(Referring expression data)
>>>>>

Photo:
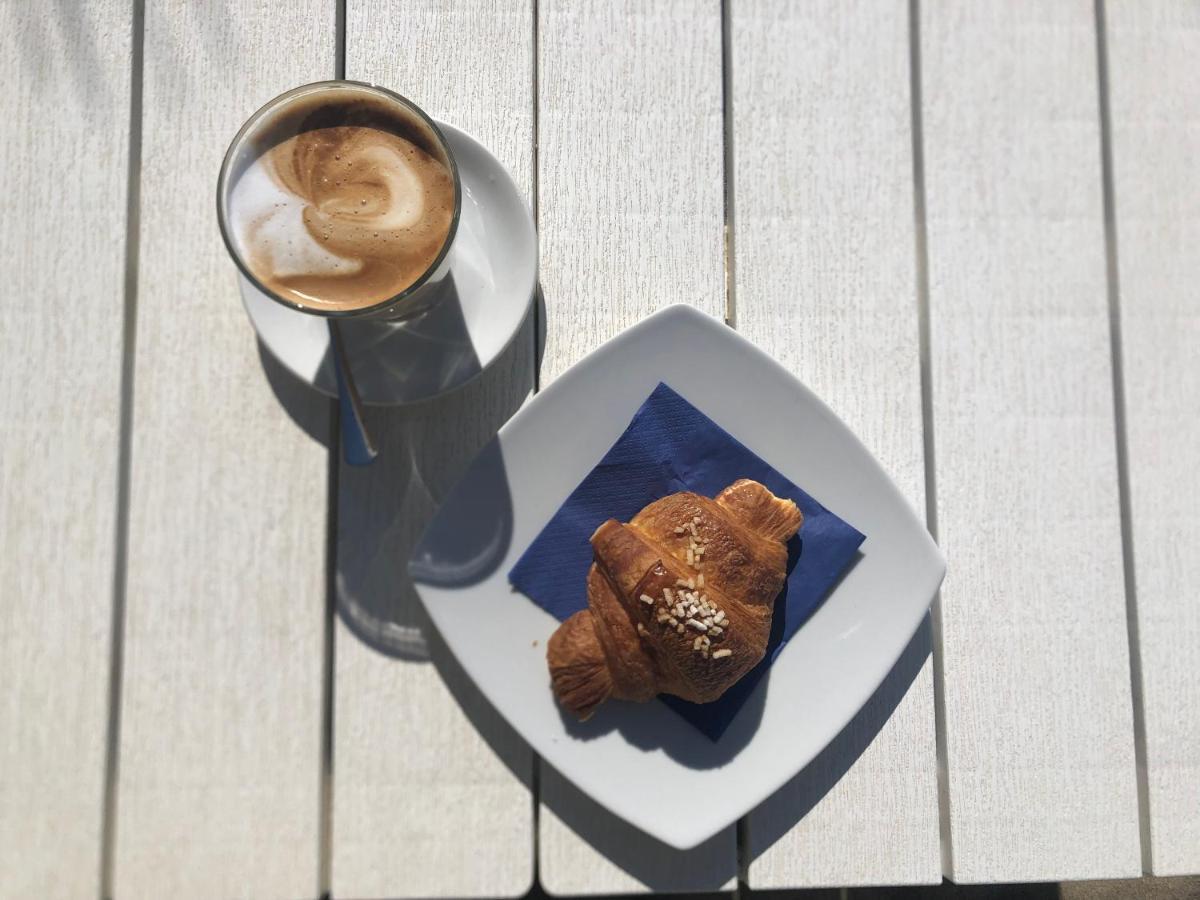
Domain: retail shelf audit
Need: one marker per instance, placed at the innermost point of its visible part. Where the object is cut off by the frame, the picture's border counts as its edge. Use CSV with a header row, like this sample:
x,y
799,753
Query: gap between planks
x,y
124,454
1113,282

<<<<<

■ Assigned task ■
Return the records exactly. Don't carry the pictures over.

■ Answer box ■
Photo:
Domain: retail shelf audit
Need: one marker per instance, placed at the innermost point of its visible part. Where the object is cut off by the frame, the picture's border counts as its edge. Use CSV with a header row, like this sample:
x,y
799,753
Query: gap between planks
x,y
124,454
1113,282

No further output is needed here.